Problem - Filter these entries down to lines holding "step".

--------------------------------

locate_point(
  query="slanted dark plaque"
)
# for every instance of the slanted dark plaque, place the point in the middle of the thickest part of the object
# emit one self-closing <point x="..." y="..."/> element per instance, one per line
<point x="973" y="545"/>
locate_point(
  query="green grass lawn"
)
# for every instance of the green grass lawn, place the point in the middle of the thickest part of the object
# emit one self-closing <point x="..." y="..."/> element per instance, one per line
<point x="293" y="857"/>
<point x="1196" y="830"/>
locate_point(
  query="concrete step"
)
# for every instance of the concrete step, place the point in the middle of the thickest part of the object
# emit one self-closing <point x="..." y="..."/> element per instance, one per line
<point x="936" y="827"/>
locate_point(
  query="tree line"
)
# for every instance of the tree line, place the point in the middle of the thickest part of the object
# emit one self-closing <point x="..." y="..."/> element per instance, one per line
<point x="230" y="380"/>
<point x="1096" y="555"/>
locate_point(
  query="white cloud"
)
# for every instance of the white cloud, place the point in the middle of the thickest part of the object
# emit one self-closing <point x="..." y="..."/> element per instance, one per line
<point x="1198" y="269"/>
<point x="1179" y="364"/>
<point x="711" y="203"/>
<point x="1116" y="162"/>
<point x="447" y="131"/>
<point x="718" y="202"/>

--------------------------------

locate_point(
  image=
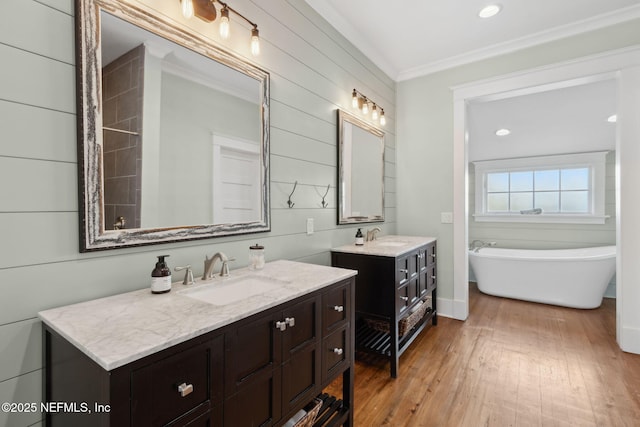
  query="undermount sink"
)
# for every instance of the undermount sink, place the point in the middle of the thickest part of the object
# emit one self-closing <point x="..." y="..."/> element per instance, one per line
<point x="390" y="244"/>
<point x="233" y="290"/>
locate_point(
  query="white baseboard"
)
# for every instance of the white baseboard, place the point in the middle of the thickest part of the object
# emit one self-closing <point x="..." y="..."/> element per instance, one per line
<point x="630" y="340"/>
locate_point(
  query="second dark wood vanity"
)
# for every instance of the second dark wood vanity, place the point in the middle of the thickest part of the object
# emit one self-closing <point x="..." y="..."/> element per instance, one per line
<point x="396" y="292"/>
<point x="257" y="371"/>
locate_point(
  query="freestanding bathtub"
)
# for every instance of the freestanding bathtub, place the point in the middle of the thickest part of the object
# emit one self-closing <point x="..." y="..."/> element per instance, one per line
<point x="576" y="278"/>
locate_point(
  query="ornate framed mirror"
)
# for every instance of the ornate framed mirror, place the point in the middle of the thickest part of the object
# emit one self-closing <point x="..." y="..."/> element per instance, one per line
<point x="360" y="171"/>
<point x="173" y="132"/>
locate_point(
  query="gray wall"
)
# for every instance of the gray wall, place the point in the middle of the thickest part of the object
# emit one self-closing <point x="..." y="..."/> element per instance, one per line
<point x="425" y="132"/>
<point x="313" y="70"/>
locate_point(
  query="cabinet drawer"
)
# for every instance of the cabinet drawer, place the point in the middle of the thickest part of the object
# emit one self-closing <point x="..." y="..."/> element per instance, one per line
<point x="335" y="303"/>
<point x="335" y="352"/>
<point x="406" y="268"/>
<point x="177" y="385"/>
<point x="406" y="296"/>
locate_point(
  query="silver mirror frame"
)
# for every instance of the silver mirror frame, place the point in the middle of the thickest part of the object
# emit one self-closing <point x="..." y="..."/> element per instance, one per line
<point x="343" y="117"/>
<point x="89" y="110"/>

--------------------------------

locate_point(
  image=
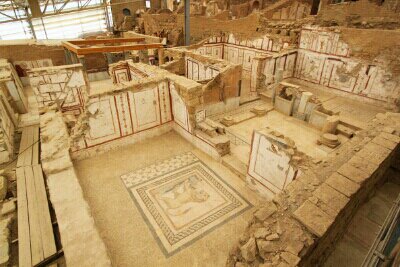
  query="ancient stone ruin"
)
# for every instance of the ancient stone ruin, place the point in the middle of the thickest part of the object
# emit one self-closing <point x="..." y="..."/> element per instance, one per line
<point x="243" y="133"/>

--------------------------------

Result of the exercise -
  query="concrete step"
# for every instance of the concrete step, place the point in the middle of the thickest part of the object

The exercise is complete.